##### Excerpted passage
Review of “The Book of Journeymen” by Albert Nock

You can find the book here (pdf). It’s a selection of Nock’s essays from the New Freeman. The book makes a nice short introduction to Nock, but it will be review for those more familiar with his work. There is little one can do to review, besides quoting. Nock is wonderfully quotable.

A note from a correspondent this morning contains two sentences that should be written in letters of gold and framed in silver, studded with precious stones. "What is truly living in any period is what is capable of remaining alive; and this can be established only in relation to the ages that succeed it. … Our freedom of choice depends upon our ability to make use of the past, and when we lose this, we become slaves of the immediate, do we not?" Criticism’s first job in this country is the humble ground-floor job of differentiating itself from journalism by taking its eyes and mind resolutely off the contemporaneous. The reason for our ludicrous slavery to the immediate is just the loss that my correspondent speaks of—we really have no freedom of choice—and the reason for our loss is that we have had no criticism for a quarter of a century, but only journalism.

. . .

The Russians are the best off of almost any people in the world in one respect, which is that their laws are not made for them by lawyers. Hence they have very few laws, and those few are easily intelligible. I was reading the translation of one the other day, and remarked its simplicity and ease. One could not read any clause of it without knowing not only what it meant, but the only thing it could mean. . . . Russia has a healthy tradition towards lawyers, dating from Peter the Great. On a visit to England, he was dumfounded at seeing so many of them about, and said, "Why, there are only two lawyers in my whole kingdom, and I intend to hang one of them the minute I get back." A proportionate mortality among American lawyers—whether brought about in the same way or not—would be a great benefit to the country; and this mortality should include all lawyers—legislators and lawyer-judges. Then the idea of justice might begin to pervade our courts. It is quite an education in Americanism to follow our court-reports a while, and notice how seldom any one goes to a court for justice. I think I never heard of one who sought a court save for gain or revenge; and obviously, justice is the last thing considered under our legal system.

. . .
##########
(Set problem a) Return each line in the entries below that contains the word "gray".
##### Entries provided
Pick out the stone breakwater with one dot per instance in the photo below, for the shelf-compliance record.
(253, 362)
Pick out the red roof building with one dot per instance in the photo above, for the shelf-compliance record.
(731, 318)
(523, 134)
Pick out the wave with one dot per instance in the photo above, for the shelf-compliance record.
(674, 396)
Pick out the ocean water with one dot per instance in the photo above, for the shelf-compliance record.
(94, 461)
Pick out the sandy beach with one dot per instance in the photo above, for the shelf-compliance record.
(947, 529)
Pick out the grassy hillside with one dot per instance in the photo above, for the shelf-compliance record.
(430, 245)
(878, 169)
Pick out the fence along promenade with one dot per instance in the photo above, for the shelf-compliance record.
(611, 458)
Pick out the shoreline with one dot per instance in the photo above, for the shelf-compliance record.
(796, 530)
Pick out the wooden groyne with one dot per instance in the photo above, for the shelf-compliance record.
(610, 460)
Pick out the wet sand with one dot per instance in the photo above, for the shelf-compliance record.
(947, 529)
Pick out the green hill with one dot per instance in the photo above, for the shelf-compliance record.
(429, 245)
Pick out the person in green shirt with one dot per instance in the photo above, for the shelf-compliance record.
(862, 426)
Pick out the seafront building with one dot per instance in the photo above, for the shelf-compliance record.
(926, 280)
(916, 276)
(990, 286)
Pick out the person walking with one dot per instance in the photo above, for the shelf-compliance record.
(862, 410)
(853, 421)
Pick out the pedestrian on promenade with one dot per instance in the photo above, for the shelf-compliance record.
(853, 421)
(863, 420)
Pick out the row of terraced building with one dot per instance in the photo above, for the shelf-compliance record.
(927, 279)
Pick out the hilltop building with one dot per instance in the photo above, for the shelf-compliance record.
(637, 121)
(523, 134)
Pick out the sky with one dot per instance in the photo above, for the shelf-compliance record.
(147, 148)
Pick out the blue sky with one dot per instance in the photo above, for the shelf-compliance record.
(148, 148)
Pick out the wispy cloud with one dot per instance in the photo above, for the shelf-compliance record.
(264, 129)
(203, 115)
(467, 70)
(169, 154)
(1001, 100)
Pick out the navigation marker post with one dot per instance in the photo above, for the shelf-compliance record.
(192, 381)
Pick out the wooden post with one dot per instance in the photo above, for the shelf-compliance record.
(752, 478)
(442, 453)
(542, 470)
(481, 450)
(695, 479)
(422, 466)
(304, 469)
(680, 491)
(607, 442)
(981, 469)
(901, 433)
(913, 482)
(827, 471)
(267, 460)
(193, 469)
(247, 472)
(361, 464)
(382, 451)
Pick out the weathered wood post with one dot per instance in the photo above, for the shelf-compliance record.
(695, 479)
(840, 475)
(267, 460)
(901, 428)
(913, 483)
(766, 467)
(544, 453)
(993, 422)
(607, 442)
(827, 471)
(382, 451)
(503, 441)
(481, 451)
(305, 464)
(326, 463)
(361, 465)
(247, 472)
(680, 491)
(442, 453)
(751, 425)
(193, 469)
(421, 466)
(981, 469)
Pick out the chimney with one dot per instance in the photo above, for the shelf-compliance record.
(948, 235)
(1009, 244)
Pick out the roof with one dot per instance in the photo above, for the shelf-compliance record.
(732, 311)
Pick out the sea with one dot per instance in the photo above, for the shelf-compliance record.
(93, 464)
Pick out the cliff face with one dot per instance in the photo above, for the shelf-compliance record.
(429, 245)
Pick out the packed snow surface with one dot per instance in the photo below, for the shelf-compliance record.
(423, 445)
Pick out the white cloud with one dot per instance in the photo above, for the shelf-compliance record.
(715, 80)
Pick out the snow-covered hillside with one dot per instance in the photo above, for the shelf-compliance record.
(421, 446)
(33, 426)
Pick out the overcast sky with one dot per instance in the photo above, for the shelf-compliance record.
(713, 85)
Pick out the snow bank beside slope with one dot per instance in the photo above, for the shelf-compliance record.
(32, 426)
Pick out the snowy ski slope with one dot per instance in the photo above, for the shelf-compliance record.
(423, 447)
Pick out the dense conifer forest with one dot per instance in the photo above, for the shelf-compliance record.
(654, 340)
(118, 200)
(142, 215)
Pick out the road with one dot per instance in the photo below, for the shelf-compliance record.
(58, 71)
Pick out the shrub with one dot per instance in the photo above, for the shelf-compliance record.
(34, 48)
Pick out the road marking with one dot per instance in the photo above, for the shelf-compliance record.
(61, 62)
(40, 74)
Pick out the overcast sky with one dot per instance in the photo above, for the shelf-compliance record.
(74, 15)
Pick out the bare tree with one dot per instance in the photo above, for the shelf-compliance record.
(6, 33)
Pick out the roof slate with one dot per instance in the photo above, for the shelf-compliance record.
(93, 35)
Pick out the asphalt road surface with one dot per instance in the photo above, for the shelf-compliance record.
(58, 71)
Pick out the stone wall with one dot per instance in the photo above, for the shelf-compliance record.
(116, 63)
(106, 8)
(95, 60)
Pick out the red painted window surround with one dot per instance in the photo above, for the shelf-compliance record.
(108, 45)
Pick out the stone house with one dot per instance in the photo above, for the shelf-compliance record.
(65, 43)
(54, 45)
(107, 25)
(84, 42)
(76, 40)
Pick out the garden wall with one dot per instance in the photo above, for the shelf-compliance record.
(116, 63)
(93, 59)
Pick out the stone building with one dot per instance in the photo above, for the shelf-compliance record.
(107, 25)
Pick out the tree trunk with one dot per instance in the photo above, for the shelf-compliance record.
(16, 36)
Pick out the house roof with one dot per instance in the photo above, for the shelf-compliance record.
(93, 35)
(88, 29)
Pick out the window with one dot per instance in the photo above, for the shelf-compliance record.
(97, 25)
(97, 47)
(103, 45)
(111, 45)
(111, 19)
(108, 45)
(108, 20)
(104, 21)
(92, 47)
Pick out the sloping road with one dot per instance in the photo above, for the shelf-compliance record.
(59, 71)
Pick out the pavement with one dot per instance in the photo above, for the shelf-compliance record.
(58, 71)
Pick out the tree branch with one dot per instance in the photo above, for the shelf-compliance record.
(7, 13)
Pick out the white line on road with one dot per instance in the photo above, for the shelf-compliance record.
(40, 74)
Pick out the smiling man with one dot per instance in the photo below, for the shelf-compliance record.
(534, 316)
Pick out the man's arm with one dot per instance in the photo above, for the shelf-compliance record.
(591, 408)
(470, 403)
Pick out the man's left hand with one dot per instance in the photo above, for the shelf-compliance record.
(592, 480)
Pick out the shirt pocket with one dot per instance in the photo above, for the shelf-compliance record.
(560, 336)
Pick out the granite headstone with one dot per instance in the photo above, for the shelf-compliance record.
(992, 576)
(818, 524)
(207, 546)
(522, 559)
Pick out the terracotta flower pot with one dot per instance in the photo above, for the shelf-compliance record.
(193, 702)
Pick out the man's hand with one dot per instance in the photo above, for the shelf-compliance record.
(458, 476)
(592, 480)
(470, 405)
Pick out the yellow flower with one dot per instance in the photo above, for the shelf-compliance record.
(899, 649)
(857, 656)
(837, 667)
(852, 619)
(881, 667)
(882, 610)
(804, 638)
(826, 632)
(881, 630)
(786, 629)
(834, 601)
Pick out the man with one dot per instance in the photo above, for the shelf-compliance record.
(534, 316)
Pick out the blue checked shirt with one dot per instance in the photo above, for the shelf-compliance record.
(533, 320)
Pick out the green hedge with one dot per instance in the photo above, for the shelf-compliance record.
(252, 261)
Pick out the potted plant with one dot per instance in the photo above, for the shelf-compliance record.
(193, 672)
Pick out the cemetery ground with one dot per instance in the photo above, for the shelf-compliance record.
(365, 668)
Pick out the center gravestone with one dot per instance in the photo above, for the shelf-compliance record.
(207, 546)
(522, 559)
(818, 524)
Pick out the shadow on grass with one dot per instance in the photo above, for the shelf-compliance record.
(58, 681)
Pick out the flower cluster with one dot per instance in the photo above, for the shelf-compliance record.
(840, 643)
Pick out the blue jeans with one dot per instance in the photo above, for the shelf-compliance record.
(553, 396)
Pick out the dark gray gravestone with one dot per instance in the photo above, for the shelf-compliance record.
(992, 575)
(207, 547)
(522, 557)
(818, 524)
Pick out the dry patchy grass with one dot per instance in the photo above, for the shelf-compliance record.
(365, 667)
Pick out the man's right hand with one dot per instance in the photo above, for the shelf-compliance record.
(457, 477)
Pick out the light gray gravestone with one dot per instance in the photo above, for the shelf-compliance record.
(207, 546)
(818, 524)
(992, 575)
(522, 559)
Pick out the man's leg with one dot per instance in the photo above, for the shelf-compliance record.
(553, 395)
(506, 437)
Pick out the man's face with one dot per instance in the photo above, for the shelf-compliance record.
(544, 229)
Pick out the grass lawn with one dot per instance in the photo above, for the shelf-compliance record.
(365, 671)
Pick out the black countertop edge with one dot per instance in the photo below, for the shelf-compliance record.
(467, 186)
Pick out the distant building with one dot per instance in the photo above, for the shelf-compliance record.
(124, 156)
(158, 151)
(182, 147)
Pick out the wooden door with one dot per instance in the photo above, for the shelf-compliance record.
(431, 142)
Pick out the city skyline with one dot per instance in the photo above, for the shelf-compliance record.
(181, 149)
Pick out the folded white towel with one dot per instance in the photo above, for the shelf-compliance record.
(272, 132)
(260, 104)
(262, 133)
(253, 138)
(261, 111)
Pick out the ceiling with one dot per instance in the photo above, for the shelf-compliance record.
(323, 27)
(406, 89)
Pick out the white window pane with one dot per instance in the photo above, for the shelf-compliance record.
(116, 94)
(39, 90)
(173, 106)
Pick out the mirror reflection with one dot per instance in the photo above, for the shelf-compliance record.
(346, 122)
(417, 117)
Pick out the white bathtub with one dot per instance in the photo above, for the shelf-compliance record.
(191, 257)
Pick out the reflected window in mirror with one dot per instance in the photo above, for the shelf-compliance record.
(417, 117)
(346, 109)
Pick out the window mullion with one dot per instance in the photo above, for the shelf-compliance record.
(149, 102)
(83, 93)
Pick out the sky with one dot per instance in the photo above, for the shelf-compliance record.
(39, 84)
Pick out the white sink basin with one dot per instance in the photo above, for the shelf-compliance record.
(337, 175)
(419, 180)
##########
(Set problem b) Reproduce the passage of the book review above, starting with "A note from" and going on through "but only journalism.".

(Exercise solution a)
Pick out the dark gray gravestone with one dot per instance in the photo above, for the shelf-compliance record.
Pick out the light gray gravestone with one dot per instance in the photo above, for the shelf-compliance record.

(Exercise solution b)
A note from a correspondent this morning contains two sentences that should be written in letters of gold and framed in silver, studded with precious stones. "What is truly living in any period is what is capable of remaining alive; and this can be established only in relation to the ages that succeed it. … Our freedom of choice depends upon our ability to make use of the past, and when we lose this, we become slaves of the immediate, do we not?" Criticism’s first job in this country is the humble ground-floor job of differentiating itself from journalism by taking its eyes and mind resolutely off the contemporaneous. The reason for our ludicrous slavery to the immediate is just the loss that my correspondent speaks of—we really have no freedom of choice—and the reason for our loss is that we have had no criticism for a quarter of a century, but only journalism.